Required action
The entries below should be given again exactly, minus their pictures.

Content starts

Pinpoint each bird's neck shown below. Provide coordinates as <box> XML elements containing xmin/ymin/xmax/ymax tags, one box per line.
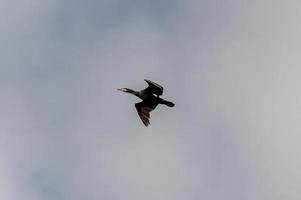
<box><xmin>126</xmin><ymin>89</ymin><xmax>139</xmax><ymax>96</ymax></box>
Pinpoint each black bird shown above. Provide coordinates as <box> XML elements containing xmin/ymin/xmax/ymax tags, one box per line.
<box><xmin>118</xmin><ymin>79</ymin><xmax>175</xmax><ymax>126</ymax></box>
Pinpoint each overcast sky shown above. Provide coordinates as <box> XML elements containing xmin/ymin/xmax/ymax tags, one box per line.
<box><xmin>1</xmin><ymin>0</ymin><xmax>301</xmax><ymax>200</ymax></box>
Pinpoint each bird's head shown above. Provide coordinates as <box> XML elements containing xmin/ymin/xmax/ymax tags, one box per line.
<box><xmin>117</xmin><ymin>88</ymin><xmax>129</xmax><ymax>93</ymax></box>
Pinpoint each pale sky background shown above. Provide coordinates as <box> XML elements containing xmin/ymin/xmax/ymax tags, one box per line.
<box><xmin>1</xmin><ymin>0</ymin><xmax>301</xmax><ymax>200</ymax></box>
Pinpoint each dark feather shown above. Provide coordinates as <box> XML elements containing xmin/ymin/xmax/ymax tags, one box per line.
<box><xmin>135</xmin><ymin>101</ymin><xmax>157</xmax><ymax>126</ymax></box>
<box><xmin>144</xmin><ymin>79</ymin><xmax>163</xmax><ymax>96</ymax></box>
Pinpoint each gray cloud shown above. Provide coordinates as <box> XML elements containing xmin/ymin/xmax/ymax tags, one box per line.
<box><xmin>1</xmin><ymin>0</ymin><xmax>301</xmax><ymax>200</ymax></box>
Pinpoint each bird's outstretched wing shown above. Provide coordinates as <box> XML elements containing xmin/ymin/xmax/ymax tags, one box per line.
<box><xmin>144</xmin><ymin>79</ymin><xmax>163</xmax><ymax>96</ymax></box>
<box><xmin>135</xmin><ymin>102</ymin><xmax>155</xmax><ymax>126</ymax></box>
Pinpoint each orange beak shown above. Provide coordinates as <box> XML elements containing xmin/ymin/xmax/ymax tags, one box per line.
<box><xmin>117</xmin><ymin>88</ymin><xmax>127</xmax><ymax>92</ymax></box>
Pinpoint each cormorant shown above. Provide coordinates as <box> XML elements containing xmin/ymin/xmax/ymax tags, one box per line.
<box><xmin>118</xmin><ymin>79</ymin><xmax>175</xmax><ymax>126</ymax></box>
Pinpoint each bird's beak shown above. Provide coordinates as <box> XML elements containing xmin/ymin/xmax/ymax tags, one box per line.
<box><xmin>117</xmin><ymin>88</ymin><xmax>127</xmax><ymax>92</ymax></box>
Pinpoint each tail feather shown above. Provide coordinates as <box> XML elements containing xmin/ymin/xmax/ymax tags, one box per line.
<box><xmin>161</xmin><ymin>99</ymin><xmax>175</xmax><ymax>107</ymax></box>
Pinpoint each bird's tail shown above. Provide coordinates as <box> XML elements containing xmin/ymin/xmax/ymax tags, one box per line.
<box><xmin>160</xmin><ymin>99</ymin><xmax>175</xmax><ymax>107</ymax></box>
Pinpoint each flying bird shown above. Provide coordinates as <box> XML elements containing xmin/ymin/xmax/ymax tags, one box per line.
<box><xmin>118</xmin><ymin>79</ymin><xmax>175</xmax><ymax>126</ymax></box>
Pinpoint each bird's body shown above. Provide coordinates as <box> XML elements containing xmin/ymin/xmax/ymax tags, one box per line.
<box><xmin>118</xmin><ymin>79</ymin><xmax>175</xmax><ymax>126</ymax></box>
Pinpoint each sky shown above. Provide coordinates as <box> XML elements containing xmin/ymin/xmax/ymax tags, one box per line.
<box><xmin>1</xmin><ymin>0</ymin><xmax>301</xmax><ymax>200</ymax></box>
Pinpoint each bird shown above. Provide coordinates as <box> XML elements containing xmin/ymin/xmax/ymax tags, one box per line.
<box><xmin>117</xmin><ymin>79</ymin><xmax>175</xmax><ymax>126</ymax></box>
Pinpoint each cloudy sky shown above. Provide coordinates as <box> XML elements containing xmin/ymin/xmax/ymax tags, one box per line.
<box><xmin>1</xmin><ymin>0</ymin><xmax>301</xmax><ymax>200</ymax></box>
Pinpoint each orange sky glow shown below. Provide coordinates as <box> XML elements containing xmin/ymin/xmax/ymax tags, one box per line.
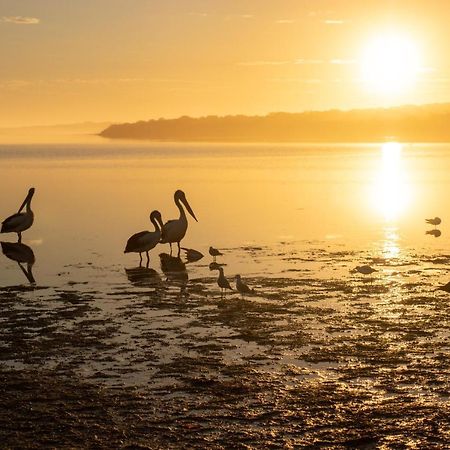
<box><xmin>1</xmin><ymin>0</ymin><xmax>449</xmax><ymax>126</ymax></box>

Content ends

Answer to this task
Pinpoint each bird's neck shown below. Provide coordinates as <box> XML elements containing xmin/ymin/xmax/ymax tags, one box per line.
<box><xmin>126</xmin><ymin>89</ymin><xmax>139</xmax><ymax>96</ymax></box>
Pinpoint each black bird shown above. Provide coordinates as <box> XML elements containing xmin/ymin/xmax/ymax tags, one box per line.
<box><xmin>118</xmin><ymin>79</ymin><xmax>175</xmax><ymax>126</ymax></box>
Pinpoint each overcast sky shown above. Provide coordinates as <box> XML elements containing xmin/ymin/xmax/ymax tags, one box per line.
<box><xmin>1</xmin><ymin>0</ymin><xmax>301</xmax><ymax>200</ymax></box>
Pinpoint each bird's head shown above. Provide coordinates as <box> XML elements containing xmin/ymin/xmax/ymax tags, one box per line.
<box><xmin>117</xmin><ymin>88</ymin><xmax>129</xmax><ymax>93</ymax></box>
Pinpoint each pale sky background shown above. Provide coordinates as <box> XML elements containing xmin/ymin/xmax/ymax tags, one box per line.
<box><xmin>1</xmin><ymin>0</ymin><xmax>301</xmax><ymax>200</ymax></box>
Pinpoint each dark feather shown above. Provide coordinates as <box> XML elements containing xmin/ymin/xmax/ymax tags, one box per line.
<box><xmin>135</xmin><ymin>101</ymin><xmax>157</xmax><ymax>126</ymax></box>
<box><xmin>144</xmin><ymin>79</ymin><xmax>163</xmax><ymax>96</ymax></box>
Pinpoint each gray cloud shown above. Provide coordinates as <box> XML elements containing xmin/ymin/xmax/ymax tags, one box per line.
<box><xmin>1</xmin><ymin>0</ymin><xmax>301</xmax><ymax>200</ymax></box>
Pinpoint each bird's outstretched wing shown above. Provide coordinates as <box> XML elements containing xmin/ymin/xmax/ymax tags, one box per line.
<box><xmin>144</xmin><ymin>79</ymin><xmax>163</xmax><ymax>96</ymax></box>
<box><xmin>135</xmin><ymin>102</ymin><xmax>155</xmax><ymax>126</ymax></box>
Pinpoint each orange beak shown above. Provide coordinates as <box> XML elements containing xmin/ymin/xmax/ymax tags, one box per line.
<box><xmin>117</xmin><ymin>88</ymin><xmax>127</xmax><ymax>92</ymax></box>
Pinpoint each cormorant shown above. Provide coordinates as <box> XML elements containing xmin/ymin/xmax/ymax tags, one box per line.
<box><xmin>118</xmin><ymin>79</ymin><xmax>175</xmax><ymax>126</ymax></box>
Pinpoint each bird's beak shown above. Provide coordinates as <box> XML elements containing xmin/ymin/xmax/ymax tags, one box per line.
<box><xmin>117</xmin><ymin>88</ymin><xmax>127</xmax><ymax>92</ymax></box>
Pinpoint each tail feather shown above. Provide coordinates as <box> XML elements containing xmin/ymin/xmax/ymax tags, one box per line.
<box><xmin>161</xmin><ymin>99</ymin><xmax>175</xmax><ymax>107</ymax></box>
Pinpoint each bird's tail shown above. Provide coordinates as <box> XML elements containing xmin/ymin/xmax/ymax tags, one box per line.
<box><xmin>160</xmin><ymin>99</ymin><xmax>175</xmax><ymax>107</ymax></box>
Pinpoint each flying bird shown above. Provide coordinates as <box> XML elements containing xmin/ymin/xmax/ymax tags, one box per line.
<box><xmin>118</xmin><ymin>79</ymin><xmax>175</xmax><ymax>126</ymax></box>
Pinpoint each bird's body shown above. Provide coordinates as <box> XML elements containing xmin/ymin/xmax/ymax tags, one box per line.
<box><xmin>118</xmin><ymin>79</ymin><xmax>175</xmax><ymax>126</ymax></box>
Pinpoint each sky shown above. Provide coordinates as <box> XML elements containing xmin/ymin/xmax/ymax tags, one box per line.
<box><xmin>1</xmin><ymin>0</ymin><xmax>301</xmax><ymax>200</ymax></box>
Pinpoint each bird shown above. Provide coordinates as <box> XML elements containing xmin/ymin/xmax/ymax tags, one box per line.
<box><xmin>117</xmin><ymin>79</ymin><xmax>175</xmax><ymax>126</ymax></box>
Pinpoint each cloudy sky shown above. Provide coordinates as <box> XML elements containing xmin/ymin/xmax/ymax tags, one box per line.
<box><xmin>1</xmin><ymin>0</ymin><xmax>301</xmax><ymax>200</ymax></box>
Pinpoint each orange sky glow shown below. Provide coordinates as <box> XML elements containing xmin/ymin/xmax/ymax tags, one box per line.
<box><xmin>1</xmin><ymin>0</ymin><xmax>449</xmax><ymax>126</ymax></box>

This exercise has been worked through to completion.